問題の詳細: 以下の資料のすべての行を、一字も変えずに書き写すこと。

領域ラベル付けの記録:
· · ·
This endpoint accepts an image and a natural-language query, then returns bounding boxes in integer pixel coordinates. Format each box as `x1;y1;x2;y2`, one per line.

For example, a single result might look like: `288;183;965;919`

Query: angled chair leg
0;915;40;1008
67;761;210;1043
· · ·
演習の解答:
This endpoint accepts an image and a natural-language query, then returns bounding boxes in integer pixel coordinates. Format each box as `x1;y1;x2;y2`, one per line.

For example, a single result might look like: `288;183;965;919`

Query: angled chair leg
0;915;40;1008
67;761;210;1043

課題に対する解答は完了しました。